▶ _WORK TO BE COMPLETED_:
From the listing, collect all lines containing the word "tree".

▶ _GIVEN DATA_:

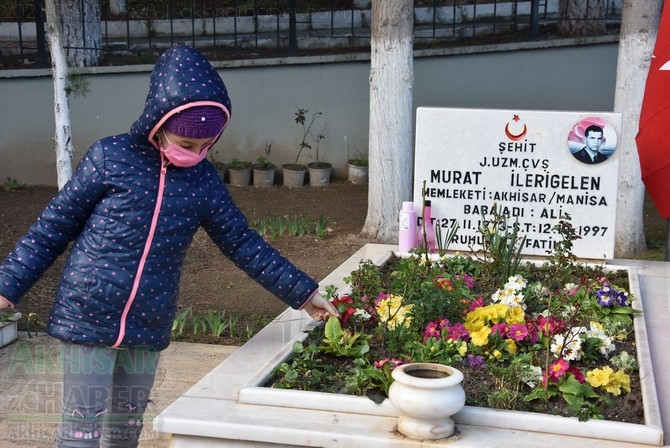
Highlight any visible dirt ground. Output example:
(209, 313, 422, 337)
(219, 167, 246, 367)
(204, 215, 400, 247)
(0, 181, 666, 345)
(0, 182, 370, 343)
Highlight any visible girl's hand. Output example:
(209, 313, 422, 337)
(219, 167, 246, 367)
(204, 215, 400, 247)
(303, 292, 340, 321)
(0, 296, 12, 309)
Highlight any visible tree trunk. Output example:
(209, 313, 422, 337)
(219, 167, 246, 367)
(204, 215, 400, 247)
(45, 0, 75, 189)
(61, 0, 101, 67)
(613, 0, 662, 257)
(361, 0, 414, 243)
(558, 0, 606, 36)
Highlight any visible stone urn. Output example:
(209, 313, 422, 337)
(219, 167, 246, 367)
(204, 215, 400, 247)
(388, 363, 465, 440)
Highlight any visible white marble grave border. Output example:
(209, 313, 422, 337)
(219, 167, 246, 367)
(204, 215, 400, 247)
(155, 244, 664, 447)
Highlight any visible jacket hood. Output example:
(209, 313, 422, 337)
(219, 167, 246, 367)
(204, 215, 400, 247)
(130, 45, 232, 147)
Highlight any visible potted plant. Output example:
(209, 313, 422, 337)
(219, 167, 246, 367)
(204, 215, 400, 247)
(345, 136, 368, 185)
(0, 310, 22, 348)
(283, 107, 324, 188)
(227, 158, 252, 187)
(303, 109, 331, 187)
(209, 149, 227, 180)
(253, 143, 275, 188)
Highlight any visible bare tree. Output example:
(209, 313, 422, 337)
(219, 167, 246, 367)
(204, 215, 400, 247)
(558, 0, 607, 36)
(613, 0, 663, 257)
(361, 0, 414, 243)
(45, 0, 75, 189)
(61, 0, 101, 67)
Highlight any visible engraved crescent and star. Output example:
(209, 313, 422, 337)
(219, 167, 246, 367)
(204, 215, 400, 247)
(505, 114, 527, 141)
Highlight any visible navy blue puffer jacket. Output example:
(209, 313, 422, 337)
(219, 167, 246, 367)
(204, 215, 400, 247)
(0, 46, 318, 350)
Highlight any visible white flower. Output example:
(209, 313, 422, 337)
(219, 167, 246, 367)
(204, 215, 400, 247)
(563, 282, 578, 292)
(353, 309, 371, 321)
(521, 365, 543, 388)
(507, 275, 527, 290)
(551, 331, 583, 361)
(491, 277, 526, 309)
(550, 334, 565, 357)
(586, 321, 615, 357)
(563, 336, 583, 361)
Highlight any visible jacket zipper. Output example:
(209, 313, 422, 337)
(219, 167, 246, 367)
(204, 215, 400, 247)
(112, 156, 168, 348)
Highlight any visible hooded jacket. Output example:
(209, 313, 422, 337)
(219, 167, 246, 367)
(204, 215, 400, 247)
(0, 46, 318, 350)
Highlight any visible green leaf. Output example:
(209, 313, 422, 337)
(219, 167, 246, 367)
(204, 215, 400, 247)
(523, 386, 558, 402)
(323, 316, 343, 345)
(559, 376, 599, 399)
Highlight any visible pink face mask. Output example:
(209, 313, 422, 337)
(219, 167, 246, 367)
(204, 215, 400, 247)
(160, 133, 212, 168)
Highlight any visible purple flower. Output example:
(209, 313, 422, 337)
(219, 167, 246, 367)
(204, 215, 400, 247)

▶ _SOLUTION_:
Highlight any visible tree trunk. Output example:
Highlight any visible bare tree. Output example:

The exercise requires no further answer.